Material for this task
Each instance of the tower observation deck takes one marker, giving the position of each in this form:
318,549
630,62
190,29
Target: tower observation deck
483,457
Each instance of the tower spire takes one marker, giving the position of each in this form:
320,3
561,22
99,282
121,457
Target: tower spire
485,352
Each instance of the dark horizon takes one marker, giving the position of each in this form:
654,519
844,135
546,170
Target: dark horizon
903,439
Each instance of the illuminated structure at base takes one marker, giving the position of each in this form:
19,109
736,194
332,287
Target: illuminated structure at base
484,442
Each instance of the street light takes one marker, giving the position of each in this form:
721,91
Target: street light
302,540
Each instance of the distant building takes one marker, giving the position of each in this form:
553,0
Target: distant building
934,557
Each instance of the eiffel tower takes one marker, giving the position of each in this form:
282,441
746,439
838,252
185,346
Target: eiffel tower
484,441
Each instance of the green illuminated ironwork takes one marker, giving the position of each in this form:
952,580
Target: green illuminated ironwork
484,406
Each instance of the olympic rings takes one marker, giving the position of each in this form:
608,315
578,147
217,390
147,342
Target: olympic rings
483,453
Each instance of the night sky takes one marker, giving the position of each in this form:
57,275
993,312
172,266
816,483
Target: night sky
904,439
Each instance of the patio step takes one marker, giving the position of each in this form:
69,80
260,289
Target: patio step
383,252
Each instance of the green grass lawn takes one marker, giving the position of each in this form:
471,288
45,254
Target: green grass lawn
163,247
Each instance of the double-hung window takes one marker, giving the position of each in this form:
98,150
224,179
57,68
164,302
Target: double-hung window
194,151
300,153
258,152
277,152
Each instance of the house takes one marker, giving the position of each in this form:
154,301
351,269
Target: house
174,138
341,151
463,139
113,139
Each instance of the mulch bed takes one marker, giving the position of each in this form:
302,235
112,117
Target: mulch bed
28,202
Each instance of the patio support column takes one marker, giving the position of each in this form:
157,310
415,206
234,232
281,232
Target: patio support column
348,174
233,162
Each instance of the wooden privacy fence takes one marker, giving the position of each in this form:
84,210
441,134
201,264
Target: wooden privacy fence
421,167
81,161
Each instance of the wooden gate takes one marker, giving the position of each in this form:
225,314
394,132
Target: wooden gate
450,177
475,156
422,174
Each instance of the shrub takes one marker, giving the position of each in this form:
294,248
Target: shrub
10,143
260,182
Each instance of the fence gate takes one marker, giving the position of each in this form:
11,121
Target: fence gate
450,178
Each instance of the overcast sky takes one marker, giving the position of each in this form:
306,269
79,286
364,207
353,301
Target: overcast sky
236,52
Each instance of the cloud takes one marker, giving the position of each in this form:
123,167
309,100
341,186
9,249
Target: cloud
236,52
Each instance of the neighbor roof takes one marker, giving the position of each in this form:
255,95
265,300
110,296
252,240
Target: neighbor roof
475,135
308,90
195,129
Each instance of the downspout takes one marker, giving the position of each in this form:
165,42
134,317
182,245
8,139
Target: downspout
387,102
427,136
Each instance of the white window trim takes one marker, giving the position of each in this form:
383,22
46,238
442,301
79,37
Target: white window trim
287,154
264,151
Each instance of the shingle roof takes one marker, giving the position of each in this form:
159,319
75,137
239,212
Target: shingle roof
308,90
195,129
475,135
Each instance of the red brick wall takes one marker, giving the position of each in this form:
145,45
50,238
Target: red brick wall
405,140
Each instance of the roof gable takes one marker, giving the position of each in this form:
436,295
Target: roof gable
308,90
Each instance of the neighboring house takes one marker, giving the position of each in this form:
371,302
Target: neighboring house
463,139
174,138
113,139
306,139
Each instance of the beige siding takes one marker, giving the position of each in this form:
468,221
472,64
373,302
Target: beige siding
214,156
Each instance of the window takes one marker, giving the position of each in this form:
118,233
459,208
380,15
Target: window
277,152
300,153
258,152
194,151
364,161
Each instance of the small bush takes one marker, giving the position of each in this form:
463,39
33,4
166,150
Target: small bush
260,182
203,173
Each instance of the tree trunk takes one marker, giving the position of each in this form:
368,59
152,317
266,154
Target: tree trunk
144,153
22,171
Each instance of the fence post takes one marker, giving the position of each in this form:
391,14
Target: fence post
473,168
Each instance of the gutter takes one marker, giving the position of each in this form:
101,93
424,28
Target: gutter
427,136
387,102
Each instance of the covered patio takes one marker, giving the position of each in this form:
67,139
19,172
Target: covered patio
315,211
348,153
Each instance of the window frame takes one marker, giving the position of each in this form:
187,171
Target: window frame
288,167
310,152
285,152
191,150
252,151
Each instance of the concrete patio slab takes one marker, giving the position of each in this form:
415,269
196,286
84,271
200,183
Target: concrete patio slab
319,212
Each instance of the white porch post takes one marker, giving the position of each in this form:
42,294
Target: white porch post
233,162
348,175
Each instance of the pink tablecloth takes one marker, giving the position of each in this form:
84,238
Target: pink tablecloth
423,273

What is expected
Please reproduce all of the entries exactly as they stand.

Solution to this problem
Each instance of the tower observation deck takes one marker, giving the position of each in this form:
318,549
630,62
190,29
Target: tower observation deck
483,457
Each instance of the tower spire takes one marker, giving the position of each in this form:
320,3
561,22
99,282
121,457
Target: tower spire
485,352
Each instance of the dark horizon takes one marker, giving the position of each in this form:
654,519
844,135
546,170
Target: dark horizon
903,439
Each instance of the illuminated structure at base takes one marker, giving the position of each in this form:
19,109
736,194
332,287
Target: illuminated structure at base
484,442
Each instance of the street light takes one marker, giving the position of each in this form:
721,91
Target: street light
302,540
Each instance of the distant building takes one marker, giving the position of each in this form:
553,0
Target: distant building
934,557
Each instance of the eiffel tower takes one marker, giving the position of each in this form:
282,441
746,439
838,252
185,346
Target: eiffel tower
484,441
Each instance of the green illuminated ironwork takes one marker, giving the position of each in this form:
952,580
Target: green illuminated ironwork
484,406
Each instance of the olympic rings takes one marker, giving the position of each in this form:
608,315
578,147
217,390
147,342
Target: olympic rings
483,453
Each instance of the night sky takes one marker, giving the position of each in this form:
57,275
993,312
172,266
816,483
Target: night sky
904,439
Each instance of the patio step takes one marker, giving the position of each in this form:
69,80
260,289
Target: patio step
383,252
Each instance of the green grass lawn takes one marker, giving the position of each in this form:
471,288
45,254
Target: green grass lawn
163,247
Each instance of the double-hung window takes one marker, giving the position of each in this form:
98,150
224,179
57,68
164,302
Target: double-hung window
194,151
300,153
258,152
277,152
Each instance of the house takes one marker, giving the position of each in this form:
154,301
351,269
Target: house
174,138
341,151
463,139
113,139
Each instance of the mulch bed takes one marker, giving the position of each in this form:
302,235
112,117
Target: mulch bed
28,202
Each instance of the patio support column takes one marker, giving the position of each in this form:
157,310
415,206
234,232
281,232
Target: patio support column
348,174
233,162
Each instance of the wooden privacy fence takes one marker, giving the position of each in this form:
84,210
441,134
201,264
Target: wooden privacy fence
421,167
81,161
Each instance of the wooden gate takes one marker, giving the position of each in this form:
225,314
394,132
Target: wooden gate
450,177
475,156
422,174
Each instance of the shrub takes one marker, giving the position of each in this form:
294,248
Target: shrub
10,143
260,182
Each instance of the fence gate takes one marker, giving the position of each in this form:
11,121
Target: fence gate
450,178
Each instance of the overcast sky takes one marker, giving the position of each in this form:
306,269
79,286
364,207
353,301
Target: overcast sky
236,52
Each instance of the cloud takes one marker, giving the position of each in this form:
123,167
309,100
341,186
9,249
Target: cloud
236,52
Each instance of the neighbor roof takes one marker, giving the position of each in this form:
255,95
265,300
110,296
252,240
Target: neighbor roof
475,135
308,90
195,129
Each instance of the downspout takes one marker, giving the position of each in this form:
165,42
134,317
182,245
8,139
Target: downspout
387,102
427,136
Each instance of the white window trim takes one marker, giving the position of each in this form:
383,22
46,238
442,301
79,37
Target: white window trim
287,154
264,151
Each instance of the shingle roof takes one marker, giving the position of each in this form:
159,319
75,137
239,212
Target: shingle roof
308,90
195,129
475,135
Each instance of the red brick wall takes one marker, giving the position of each in this form:
145,45
50,238
Target: red brick wall
405,140
Each instance of the roof gable takes one marker, giving the position of each in this form:
436,295
Target: roof gable
308,90
Each instance of the neighboring house takes one marker, giving the position of each in this form:
371,302
Target: neighboring house
463,139
174,138
113,139
306,139
Each instance of the beige siding takes one marker, giving the position of each in this form:
468,221
472,64
373,302
Target: beige siding
214,156
Each instance of the window takes one marker, giving the position of each in this form:
118,233
459,208
380,15
Target: window
277,152
300,153
258,152
194,151
364,161
Each instance of the small bush takes one marker, giving the position of each in this form:
463,39
33,4
166,150
Target: small bush
260,182
203,173
Each instance of the tree trunk takes one marker, giving the position of each in this form:
368,59
152,317
266,154
Target: tree trunk
144,153
22,171
Each instance of the fence post takes one marker, giving the position of each in this form:
391,14
Target: fence post
473,168
Each instance of the gutter takes one marker, giving the position of each in this form:
101,93
424,28
Target: gutter
427,136
387,102
Each instance of the covered patio takes one marker, giving the position of each in this form:
67,139
19,172
Target: covered patio
315,211
348,153
Each instance of the window frame takes one marker, giving the position of each in this form:
187,171
Target: window frame
288,167
310,152
285,152
191,150
252,151
Each instance of the concrete patio slab takes one marker, giving the position of each in this form:
415,269
196,286
84,271
200,183
Target: concrete patio slab
319,212
Each instance of the white porch post takes one marker, giving the position of each in this form:
42,294
Target: white porch post
233,162
348,175
Each instance of the pink tablecloth takes one marker, giving the position of each in this form:
84,238
Target: pink tablecloth
423,273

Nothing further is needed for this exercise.